▶ [EXERCISE BRIEF]
Please filter the records that follow, keeping every line that contains the word "below" with matching case.

[Data records]
===============
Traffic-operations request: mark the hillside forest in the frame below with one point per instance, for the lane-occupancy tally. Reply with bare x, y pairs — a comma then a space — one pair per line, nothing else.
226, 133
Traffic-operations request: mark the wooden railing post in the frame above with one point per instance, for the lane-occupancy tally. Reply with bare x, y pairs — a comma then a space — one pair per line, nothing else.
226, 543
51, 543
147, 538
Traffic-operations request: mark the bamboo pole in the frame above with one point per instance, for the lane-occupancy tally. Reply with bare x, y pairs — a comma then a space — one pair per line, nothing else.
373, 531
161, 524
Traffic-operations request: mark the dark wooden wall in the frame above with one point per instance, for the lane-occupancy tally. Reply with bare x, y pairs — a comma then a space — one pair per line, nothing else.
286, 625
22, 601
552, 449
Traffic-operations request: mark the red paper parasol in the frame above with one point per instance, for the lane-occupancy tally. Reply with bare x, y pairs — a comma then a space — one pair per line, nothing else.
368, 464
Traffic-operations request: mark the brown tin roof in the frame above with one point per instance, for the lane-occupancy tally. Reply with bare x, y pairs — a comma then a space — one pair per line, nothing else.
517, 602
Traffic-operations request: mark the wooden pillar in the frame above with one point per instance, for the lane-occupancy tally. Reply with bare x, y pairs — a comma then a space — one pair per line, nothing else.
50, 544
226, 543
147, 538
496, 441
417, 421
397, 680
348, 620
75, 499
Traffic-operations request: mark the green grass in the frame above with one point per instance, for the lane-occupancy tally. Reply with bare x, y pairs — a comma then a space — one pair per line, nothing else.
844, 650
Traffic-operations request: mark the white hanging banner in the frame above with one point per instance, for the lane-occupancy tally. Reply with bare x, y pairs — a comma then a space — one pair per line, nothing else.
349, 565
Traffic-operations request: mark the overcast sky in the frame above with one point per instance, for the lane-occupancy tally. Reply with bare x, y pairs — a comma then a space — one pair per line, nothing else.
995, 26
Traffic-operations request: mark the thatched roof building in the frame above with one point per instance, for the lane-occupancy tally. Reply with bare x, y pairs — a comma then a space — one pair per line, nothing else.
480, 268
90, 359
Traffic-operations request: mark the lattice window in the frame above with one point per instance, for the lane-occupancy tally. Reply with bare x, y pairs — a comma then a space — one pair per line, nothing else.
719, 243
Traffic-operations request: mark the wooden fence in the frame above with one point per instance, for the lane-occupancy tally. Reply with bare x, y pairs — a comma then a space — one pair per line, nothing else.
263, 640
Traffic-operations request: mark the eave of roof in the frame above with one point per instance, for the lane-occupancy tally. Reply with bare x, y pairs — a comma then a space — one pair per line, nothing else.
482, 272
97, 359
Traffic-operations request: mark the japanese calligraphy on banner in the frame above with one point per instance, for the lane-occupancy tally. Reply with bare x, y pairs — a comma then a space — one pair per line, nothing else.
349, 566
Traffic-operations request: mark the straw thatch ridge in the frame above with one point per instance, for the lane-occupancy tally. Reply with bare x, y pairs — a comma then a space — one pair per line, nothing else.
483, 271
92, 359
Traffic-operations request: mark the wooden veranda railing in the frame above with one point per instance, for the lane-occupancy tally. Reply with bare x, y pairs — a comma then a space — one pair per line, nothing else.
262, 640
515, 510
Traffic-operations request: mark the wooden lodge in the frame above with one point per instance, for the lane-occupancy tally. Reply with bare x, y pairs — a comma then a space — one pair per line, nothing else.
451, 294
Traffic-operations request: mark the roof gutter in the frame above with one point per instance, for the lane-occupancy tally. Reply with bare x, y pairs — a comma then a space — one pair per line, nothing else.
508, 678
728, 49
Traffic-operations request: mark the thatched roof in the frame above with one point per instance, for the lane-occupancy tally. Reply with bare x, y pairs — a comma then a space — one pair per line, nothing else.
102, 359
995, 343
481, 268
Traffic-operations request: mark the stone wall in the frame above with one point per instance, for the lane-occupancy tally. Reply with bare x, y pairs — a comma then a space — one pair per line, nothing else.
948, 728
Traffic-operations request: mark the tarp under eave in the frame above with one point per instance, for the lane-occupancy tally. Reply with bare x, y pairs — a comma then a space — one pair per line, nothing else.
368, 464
===============
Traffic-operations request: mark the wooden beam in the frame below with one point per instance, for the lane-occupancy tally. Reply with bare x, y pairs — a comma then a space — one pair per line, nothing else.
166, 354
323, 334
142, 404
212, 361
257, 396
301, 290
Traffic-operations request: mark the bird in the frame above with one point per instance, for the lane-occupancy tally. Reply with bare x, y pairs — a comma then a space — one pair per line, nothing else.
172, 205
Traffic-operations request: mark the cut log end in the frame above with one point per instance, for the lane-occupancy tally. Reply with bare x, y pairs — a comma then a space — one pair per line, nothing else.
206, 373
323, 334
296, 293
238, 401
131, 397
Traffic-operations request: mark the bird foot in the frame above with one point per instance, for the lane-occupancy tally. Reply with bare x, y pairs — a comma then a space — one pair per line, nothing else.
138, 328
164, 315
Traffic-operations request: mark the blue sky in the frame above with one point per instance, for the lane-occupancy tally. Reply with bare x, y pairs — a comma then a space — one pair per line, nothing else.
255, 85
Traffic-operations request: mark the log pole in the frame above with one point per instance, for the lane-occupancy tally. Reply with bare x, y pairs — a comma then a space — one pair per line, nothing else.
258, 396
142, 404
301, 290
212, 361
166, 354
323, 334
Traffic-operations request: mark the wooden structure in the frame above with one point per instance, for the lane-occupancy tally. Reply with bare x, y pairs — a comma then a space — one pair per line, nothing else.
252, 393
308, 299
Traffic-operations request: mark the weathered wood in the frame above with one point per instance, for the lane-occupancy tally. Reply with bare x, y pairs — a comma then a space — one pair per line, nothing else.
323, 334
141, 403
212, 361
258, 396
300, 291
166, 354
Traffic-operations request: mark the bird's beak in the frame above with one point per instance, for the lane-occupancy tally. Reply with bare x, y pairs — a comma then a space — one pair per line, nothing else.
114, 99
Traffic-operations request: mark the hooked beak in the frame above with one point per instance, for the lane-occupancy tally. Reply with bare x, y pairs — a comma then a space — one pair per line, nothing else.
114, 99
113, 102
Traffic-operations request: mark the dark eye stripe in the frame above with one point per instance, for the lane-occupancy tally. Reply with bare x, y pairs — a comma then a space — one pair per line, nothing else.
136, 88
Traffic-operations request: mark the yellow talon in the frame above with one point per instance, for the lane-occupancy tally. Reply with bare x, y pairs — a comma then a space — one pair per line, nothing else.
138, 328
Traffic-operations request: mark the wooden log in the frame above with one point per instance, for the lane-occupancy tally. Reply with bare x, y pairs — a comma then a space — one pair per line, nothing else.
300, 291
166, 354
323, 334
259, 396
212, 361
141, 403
===============
▶ [TASK SOLUTION]
Traffic-operations request: mark the hillside forest in the frame below with one point per instance, for the lane-occupancy tally. Reply with bare x, y pairs — a comma then a space — one pair per line, nothing else.
Traffic-operations request: mark the wooden beam in the frame below with one point per instance, for the lane-occupancy tally. Reply with bare x, y pairs — a comma then a space — one pair per line, nothing else.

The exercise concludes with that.